● **Task requirements**
1 – In the cast care guide, when might the doctor want to check the cast after putting it on?
2 – Render this sentence from the cast care guide in Spanish: "You can also buy a waterproof cast cover."

Why do I need a cast?
You have been given a cast to help your broken bone or torn ligaments heal. A cast can help keep the injured area from moving so you can heal faster without risk of repeated injury. The amount of time you'll need to wear your cast depends on the type of injury you have and how serious it is. Your doctor may want to check your cast 1 to 3 days after putting it on to be sure that the cast isn't too tight and that your injury is starting to heal.
Will the broken bone hurt?
Almost all broken bones cause pain. The cast should relieve some pain by limiting your movements. Your pain should become less severe each day. Call your doctor immediately if the pain in the casted area gets worse after the cast has been applied. New pain or numbness may mean that the cast is too tight. You should also call your doctor right away if you have new pain that develops in another area (for example, pain in your fingers or forearm if you have a wrist or thumb injury, or pain in your toes or calf if you have an ankle or foot injury).
To relieve discomfort that can occur when you get a cast, raise the cast above your heart by propping your arm or leg on pillows (especially in the first 48 hours after you first get the cast). You will have to lay down if the cast is on your leg. This may reduce pain and swelling. Flexing your fingers or wiggling the toes of the affected limb also helps reduced swelling and discomfort.
Is it okay to get the cast wet?
With some fiberglass casts, you can swim and bathe. However, most casts shouldn't get wet. If you get a cast wet, irritation and infection of the skin could develop. Talk to your doctor about how to care for your cast.
To avoid getting the cast wet during bathing, you can put a plastic bag over the cast and hold it in place with a rubber band. You can also buy a waterproof cast cover.
If the cast does get wet, you may be able to dry out the inside padding with a hair dryer. (Use a low heat setting and blow the air through the outside of the cast.)
What can I do about itching?
If your skin itches underneath the cast, don't slip anything sharp or pointed inside the cast to try and itch the spot. This could damage your skin and you could get an infection. Instead, try tapping the cast or blowing air from a hair dryer down into the cast.
What else should I know?
Try to keep the area around the edge of the cast clean and moisturized (but do not put lotion down inside the cast). Check the skin around the cast for irritation, chafing or sores.
Check with your doctor if a bad smell is coming from the inside of your cast (especially if you are running a fever). This may mean you have an infection.
Don't break off or file down any part of the cast. This could weaken the cast and make it more likely to crack or break. If there is an area of the cast that is uncomfortable, try padding it with a small towel or soft adhesive tape.

[Extracted data entries]

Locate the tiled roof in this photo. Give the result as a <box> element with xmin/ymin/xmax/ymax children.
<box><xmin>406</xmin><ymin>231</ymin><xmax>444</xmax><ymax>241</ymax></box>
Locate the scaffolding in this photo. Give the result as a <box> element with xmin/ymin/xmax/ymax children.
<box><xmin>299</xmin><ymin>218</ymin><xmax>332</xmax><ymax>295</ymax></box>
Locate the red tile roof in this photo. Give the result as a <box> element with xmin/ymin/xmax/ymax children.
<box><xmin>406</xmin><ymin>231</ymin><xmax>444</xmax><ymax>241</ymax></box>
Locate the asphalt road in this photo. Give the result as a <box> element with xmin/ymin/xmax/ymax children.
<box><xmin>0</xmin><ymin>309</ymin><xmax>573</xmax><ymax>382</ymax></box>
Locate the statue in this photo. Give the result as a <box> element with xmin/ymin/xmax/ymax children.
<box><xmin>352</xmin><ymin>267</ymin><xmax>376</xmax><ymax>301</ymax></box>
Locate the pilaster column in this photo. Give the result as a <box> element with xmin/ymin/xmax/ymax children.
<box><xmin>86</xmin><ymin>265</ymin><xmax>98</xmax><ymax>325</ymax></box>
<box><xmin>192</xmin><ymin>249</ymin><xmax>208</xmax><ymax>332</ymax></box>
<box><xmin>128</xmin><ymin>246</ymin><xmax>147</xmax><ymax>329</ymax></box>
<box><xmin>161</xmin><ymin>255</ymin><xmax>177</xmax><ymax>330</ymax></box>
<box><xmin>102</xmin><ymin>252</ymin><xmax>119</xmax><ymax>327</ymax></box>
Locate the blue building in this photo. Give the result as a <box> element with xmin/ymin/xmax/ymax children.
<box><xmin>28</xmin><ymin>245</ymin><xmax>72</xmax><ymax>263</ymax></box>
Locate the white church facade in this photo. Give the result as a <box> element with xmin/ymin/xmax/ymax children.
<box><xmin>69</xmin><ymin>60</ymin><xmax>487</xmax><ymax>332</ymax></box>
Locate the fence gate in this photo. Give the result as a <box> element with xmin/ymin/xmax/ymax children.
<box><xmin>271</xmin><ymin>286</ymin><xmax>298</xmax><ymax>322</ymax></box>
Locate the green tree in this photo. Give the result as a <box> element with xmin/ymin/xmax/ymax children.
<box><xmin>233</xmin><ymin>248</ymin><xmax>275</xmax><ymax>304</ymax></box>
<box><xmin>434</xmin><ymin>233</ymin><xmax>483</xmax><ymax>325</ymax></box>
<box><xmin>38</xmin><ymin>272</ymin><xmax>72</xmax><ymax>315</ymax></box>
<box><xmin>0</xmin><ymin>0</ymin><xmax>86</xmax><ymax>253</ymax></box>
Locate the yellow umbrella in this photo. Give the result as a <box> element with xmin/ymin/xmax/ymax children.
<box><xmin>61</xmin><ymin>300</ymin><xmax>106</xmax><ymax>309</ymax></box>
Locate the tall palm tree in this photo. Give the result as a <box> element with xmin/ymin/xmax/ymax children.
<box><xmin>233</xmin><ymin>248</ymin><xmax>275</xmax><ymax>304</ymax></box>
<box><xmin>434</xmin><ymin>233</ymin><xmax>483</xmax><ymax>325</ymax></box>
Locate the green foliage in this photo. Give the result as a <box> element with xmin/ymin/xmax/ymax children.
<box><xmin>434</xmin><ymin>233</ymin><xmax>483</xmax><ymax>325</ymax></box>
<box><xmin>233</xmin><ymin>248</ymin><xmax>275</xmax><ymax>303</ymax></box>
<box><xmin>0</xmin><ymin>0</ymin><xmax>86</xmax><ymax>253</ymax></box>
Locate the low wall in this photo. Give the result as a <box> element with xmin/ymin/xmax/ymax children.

● **Answers per task**
1 – 1 to 3 days after putting it on.

2 – También puede comprar una funda impermeable para el yeso.